Extrait de page:
-*-

Page:Revue des Deux Mondes - 1849 - tome 4.djvu/70

La bibliothèque libre.
Le texte de cette page a été corrigé et est conforme au fac-similé.

Quant au nouveau mode d’emprunt à terme que propose M. Passy, je ne puis m’empêcher de trouver la conception très malheureuse. Si M. le ministre des finances venait résolûment nous conseiller de changer la forme de notre dette flottante et de convertir les bons du trésor en bons de l’échiquier, il y aurait encore à examiner si ce qui est possible en Angleterre l’est également en France ; mais créer une seconde dette flottante à côté de la première, émettre à la fois des bons remboursables à des échéances déterminées et des obligations que l’on rachèterait annuellement au moyen d’un amortissement de 2 pour 100, c’est s’exposer à voir l’une ou l’autre de ces combinaisons dédaignée par les capitalistes, l’une ou l’autre de ces sources frappée sur l’heure de sécheresse et de stérilité. Le ministre lui-même a la bonne foi de reconnaître que « les obligations nouvelles, à leur origine, n’entreront qu’avec peine dans la circulation. » Quelle peut être dès-lors la valeur de ce système quand il s’agit de mettre un terme à des embarras pressans ? Pour aligner sur le papier des théories dont le résultat est incertain ou éloigné, il faut avoir le temps d’attendre.

-*-

Données:
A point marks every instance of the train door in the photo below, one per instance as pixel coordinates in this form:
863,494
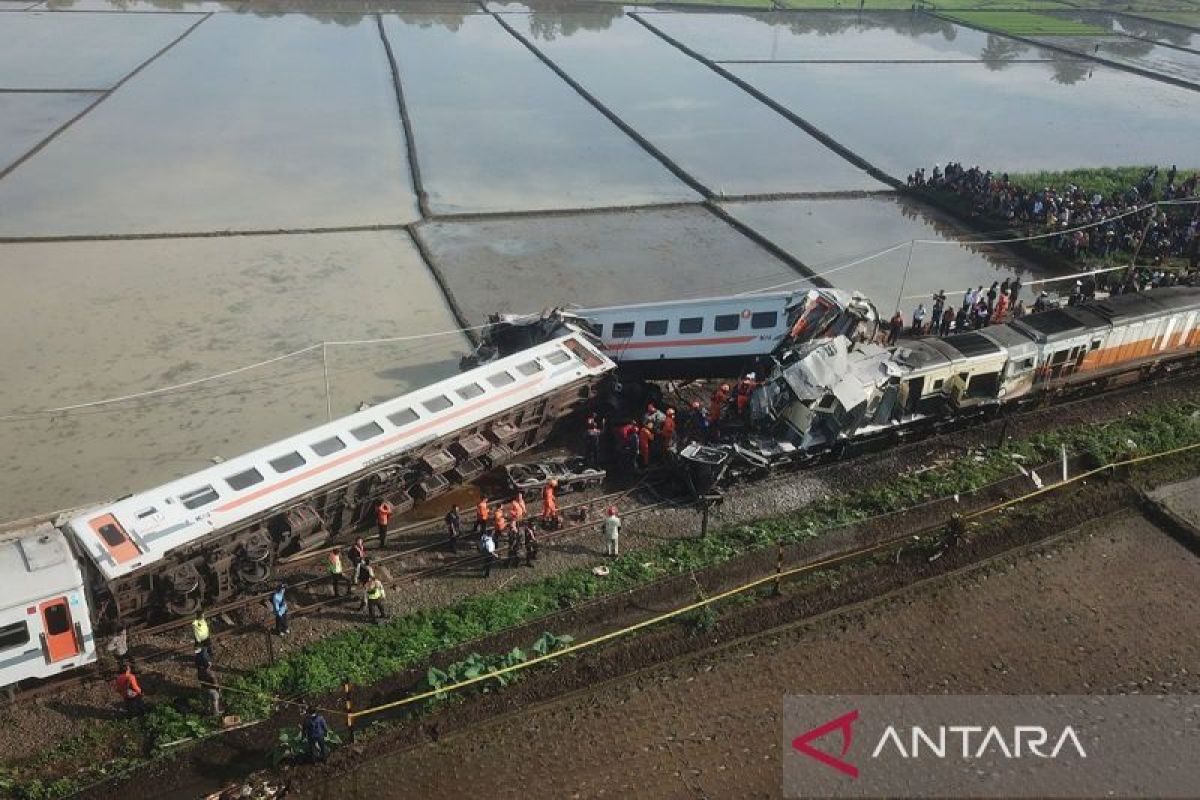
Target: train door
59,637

-*-

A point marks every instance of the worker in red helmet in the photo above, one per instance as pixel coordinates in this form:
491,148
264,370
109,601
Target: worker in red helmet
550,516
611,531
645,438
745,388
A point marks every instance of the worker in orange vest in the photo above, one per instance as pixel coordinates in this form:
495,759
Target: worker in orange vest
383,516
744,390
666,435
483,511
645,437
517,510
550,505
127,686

-*-

Votre travail:
1 – Quels titres de dette, bons ou obligations, l'extrait sur l'emprunt à terme nomme-t-il ? Donnez-les tous.
2 – Quelles lignes des données contiennent le mot « pixel » ? Rassemblez-les toutes, en tenant compte de la casse.

Corrigés:
1 –
- les bons du trésor
- les bons de l'échiquier
- les bons remboursables à des échéances déterminées
- les obligations rachetées annuellement au moyen d'un amortissement de 2 pour 100

2 –
A point marks every instance of the train door in the photo below, one per instance as pixel coordinates in this form:
A point marks every instance of the worker in red helmet in the photo above, one per instance as pixel coordinates in this form:
A point marks every instance of the worker in orange vest in the photo above, one per instance as pixel coordinates in this form:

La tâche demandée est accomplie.